Work to complete | Scan the data for "below" and copy each matching line.

Provided entries |
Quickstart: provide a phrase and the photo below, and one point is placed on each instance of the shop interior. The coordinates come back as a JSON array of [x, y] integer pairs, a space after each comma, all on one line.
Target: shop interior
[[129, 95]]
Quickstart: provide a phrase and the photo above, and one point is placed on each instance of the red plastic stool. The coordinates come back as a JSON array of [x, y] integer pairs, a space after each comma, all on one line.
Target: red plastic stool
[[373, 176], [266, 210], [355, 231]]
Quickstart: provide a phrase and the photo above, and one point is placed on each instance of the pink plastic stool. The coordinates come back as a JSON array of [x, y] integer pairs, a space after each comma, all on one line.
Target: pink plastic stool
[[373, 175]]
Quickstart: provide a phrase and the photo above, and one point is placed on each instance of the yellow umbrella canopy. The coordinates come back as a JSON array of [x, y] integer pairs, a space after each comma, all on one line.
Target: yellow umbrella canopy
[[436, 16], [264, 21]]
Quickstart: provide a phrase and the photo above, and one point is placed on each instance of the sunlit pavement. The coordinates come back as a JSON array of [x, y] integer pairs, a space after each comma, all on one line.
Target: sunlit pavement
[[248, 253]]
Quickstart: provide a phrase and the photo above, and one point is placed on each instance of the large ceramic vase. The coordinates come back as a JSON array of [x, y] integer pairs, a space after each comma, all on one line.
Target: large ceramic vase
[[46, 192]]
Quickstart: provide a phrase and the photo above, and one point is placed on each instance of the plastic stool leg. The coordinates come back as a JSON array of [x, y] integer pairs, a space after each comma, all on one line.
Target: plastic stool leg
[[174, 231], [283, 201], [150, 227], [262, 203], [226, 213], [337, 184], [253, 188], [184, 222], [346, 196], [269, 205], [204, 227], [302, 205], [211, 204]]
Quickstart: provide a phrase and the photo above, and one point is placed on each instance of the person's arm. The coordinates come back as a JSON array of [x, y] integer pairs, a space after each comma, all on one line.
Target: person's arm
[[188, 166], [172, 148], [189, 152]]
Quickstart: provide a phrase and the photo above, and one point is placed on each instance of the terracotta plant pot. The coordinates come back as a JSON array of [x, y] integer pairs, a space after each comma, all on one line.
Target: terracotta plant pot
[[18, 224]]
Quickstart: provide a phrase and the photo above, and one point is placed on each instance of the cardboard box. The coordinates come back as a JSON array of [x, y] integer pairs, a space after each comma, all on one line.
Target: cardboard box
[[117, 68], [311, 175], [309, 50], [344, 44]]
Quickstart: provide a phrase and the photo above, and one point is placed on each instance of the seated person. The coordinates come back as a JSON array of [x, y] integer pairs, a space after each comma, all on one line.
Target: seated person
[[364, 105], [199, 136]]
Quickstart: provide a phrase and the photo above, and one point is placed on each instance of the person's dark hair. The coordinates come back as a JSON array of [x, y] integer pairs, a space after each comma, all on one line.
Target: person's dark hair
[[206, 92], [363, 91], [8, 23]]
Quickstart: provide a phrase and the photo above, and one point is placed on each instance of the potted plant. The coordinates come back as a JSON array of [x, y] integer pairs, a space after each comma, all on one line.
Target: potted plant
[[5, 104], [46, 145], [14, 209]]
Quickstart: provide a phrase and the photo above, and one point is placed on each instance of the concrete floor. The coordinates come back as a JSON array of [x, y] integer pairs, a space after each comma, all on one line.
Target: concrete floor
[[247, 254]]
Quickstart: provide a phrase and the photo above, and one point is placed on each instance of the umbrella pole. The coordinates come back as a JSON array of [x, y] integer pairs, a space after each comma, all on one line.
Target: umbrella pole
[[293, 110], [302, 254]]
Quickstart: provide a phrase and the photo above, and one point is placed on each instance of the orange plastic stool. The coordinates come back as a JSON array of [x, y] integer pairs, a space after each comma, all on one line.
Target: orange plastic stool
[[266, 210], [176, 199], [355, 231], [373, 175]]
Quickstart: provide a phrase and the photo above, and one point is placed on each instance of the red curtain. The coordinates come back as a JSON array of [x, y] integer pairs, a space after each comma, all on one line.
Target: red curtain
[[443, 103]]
--
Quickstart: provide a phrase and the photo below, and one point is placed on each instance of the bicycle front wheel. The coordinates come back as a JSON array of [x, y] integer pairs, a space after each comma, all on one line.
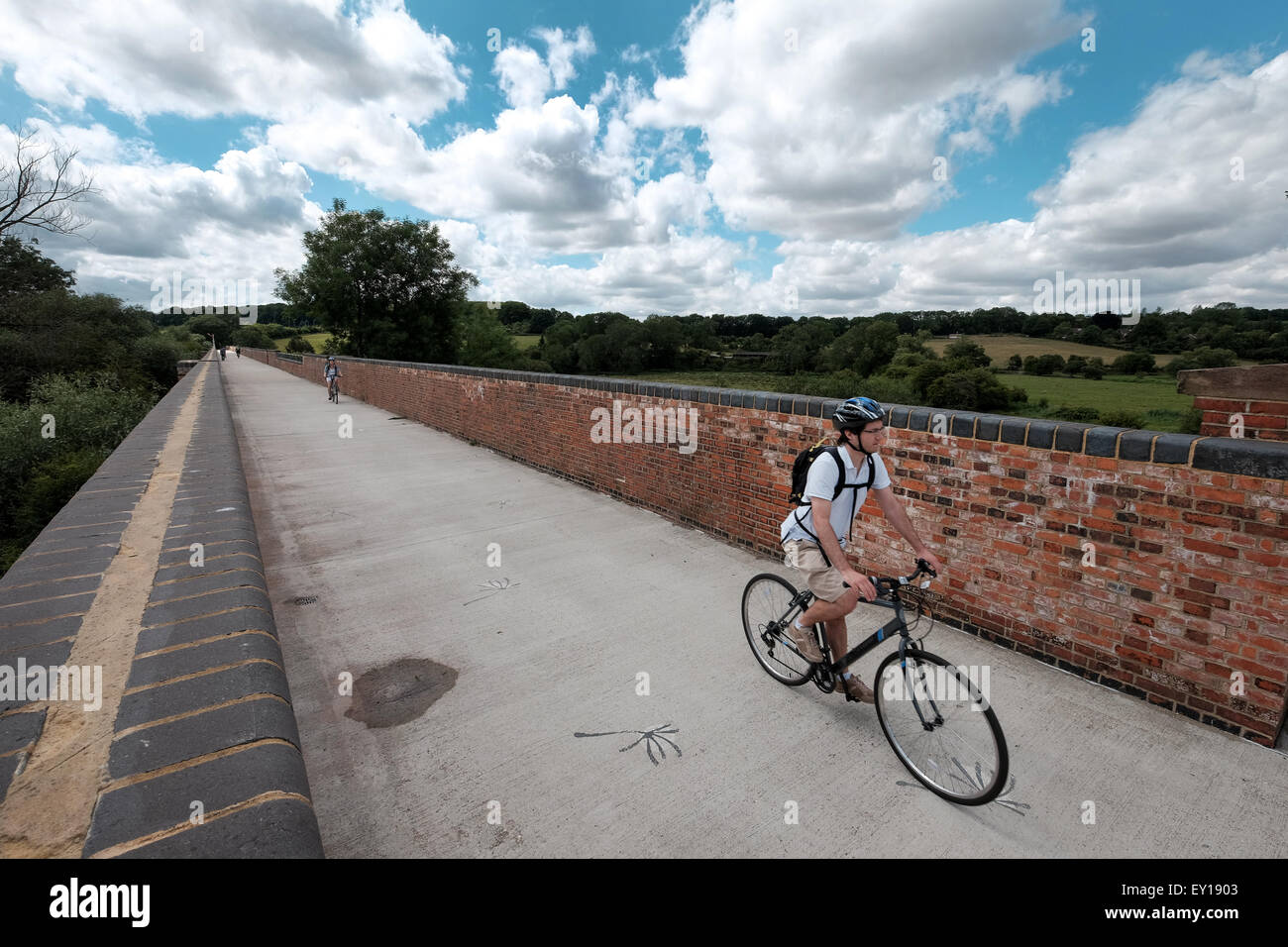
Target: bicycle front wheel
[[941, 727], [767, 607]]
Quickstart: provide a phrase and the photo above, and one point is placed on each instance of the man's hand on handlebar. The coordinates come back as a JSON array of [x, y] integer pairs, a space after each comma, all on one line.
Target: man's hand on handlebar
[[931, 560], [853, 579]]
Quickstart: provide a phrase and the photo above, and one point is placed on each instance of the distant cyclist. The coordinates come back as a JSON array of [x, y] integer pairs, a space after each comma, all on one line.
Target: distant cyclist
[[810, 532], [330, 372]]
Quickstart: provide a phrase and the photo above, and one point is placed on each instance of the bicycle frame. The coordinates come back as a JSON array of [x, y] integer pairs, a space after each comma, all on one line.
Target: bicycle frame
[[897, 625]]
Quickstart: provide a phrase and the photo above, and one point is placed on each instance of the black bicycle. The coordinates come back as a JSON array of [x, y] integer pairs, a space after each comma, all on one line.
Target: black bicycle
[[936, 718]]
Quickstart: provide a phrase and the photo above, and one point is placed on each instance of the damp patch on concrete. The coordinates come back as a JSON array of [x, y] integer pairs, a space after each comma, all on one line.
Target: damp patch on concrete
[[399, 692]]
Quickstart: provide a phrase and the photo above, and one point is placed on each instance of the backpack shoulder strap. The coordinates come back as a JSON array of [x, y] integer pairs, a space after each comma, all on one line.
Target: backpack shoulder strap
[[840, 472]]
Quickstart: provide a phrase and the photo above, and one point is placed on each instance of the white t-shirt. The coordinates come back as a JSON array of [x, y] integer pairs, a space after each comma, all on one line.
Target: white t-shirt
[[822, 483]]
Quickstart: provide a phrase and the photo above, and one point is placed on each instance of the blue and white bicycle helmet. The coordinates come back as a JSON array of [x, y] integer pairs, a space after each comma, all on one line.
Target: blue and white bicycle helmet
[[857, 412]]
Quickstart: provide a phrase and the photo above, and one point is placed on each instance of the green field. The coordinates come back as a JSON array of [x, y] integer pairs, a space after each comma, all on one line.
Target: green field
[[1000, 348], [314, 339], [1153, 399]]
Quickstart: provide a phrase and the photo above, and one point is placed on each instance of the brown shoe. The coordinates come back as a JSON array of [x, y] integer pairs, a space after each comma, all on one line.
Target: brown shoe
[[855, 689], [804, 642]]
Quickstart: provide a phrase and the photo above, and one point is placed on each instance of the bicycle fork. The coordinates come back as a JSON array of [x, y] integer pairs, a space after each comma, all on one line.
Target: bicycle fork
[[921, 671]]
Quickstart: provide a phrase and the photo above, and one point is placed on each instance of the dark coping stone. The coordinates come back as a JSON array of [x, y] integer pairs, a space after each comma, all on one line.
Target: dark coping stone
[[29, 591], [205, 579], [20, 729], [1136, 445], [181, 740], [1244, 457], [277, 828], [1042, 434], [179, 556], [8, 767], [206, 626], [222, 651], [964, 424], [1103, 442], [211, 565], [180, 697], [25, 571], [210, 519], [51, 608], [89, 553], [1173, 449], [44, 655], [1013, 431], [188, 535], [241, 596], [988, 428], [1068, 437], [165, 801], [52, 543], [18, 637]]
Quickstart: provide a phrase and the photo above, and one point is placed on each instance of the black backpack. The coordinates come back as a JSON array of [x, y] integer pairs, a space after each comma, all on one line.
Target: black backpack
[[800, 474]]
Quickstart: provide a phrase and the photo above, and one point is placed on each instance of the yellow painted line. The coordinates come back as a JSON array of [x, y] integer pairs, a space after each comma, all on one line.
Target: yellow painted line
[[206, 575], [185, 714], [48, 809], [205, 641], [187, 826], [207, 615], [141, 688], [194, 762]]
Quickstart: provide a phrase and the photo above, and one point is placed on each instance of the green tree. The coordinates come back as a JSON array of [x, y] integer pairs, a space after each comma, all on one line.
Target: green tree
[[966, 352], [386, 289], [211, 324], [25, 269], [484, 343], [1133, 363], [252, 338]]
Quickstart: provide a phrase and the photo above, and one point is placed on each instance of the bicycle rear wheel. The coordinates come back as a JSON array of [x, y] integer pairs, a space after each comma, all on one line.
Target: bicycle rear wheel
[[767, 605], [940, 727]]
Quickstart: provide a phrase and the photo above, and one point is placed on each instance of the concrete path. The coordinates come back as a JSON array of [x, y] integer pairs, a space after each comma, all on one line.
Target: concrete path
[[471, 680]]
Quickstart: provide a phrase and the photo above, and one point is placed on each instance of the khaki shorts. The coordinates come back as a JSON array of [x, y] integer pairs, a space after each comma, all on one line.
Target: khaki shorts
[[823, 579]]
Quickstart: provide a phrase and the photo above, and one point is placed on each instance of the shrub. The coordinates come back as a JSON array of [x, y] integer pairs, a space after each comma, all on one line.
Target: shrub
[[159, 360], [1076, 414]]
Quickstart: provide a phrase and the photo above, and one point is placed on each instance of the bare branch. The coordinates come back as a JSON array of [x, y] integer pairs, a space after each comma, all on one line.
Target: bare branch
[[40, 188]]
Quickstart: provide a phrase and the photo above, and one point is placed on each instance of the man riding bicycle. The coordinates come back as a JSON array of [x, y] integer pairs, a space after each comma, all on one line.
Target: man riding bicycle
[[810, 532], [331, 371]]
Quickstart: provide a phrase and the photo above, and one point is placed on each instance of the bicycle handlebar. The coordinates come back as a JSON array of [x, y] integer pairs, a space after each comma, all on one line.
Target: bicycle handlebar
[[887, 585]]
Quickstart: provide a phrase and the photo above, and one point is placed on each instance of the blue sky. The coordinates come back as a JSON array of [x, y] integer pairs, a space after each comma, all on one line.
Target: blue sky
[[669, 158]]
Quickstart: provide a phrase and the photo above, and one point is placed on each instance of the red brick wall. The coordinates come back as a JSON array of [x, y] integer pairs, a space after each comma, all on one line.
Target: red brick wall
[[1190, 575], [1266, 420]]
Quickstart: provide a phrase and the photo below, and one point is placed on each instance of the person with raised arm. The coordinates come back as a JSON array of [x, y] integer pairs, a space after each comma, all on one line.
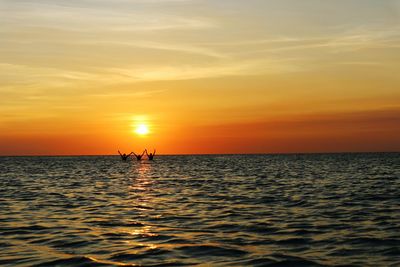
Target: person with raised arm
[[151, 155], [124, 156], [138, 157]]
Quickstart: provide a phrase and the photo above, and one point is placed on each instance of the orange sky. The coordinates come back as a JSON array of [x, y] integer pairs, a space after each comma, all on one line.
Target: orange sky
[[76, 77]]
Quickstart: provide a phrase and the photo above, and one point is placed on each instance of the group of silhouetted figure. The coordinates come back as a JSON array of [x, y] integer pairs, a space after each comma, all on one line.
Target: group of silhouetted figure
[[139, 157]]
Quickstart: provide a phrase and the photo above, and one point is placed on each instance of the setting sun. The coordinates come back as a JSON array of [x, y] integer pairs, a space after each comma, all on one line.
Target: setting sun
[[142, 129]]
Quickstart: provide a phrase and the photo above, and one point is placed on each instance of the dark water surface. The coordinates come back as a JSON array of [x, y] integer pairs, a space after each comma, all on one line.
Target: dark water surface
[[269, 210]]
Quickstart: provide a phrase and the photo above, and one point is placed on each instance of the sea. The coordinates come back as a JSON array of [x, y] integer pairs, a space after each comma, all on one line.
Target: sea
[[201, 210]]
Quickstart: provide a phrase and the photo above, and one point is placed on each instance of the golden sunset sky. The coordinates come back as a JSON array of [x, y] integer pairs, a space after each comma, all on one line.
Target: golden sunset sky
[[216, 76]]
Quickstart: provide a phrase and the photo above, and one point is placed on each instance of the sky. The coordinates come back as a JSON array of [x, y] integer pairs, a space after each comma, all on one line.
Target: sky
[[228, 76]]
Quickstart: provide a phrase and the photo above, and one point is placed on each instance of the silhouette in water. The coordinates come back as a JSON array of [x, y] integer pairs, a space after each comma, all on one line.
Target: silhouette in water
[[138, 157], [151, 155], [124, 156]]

Exercise response |
Quickstart: provide a phrase and the photo below, and one point is placed on each instance of the shop interior. The coordinates come back as a JSON array of [x, y] integer pairs, a space after each comma, all on one line.
Quickstart: provide a phrase and the photo below, and one point is placed on each instance of the bicycle front wheel. The coordinates come back as a JSON array of [x, y] integer pairs, a space after each comma, all on one line.
Quickstart: provide a phrase and the photo below, and one point is placed on each instance of the person with raised arm. The coordinates come back as a JSON array of [x, y] integer pairs, a space after each comma, all on one line.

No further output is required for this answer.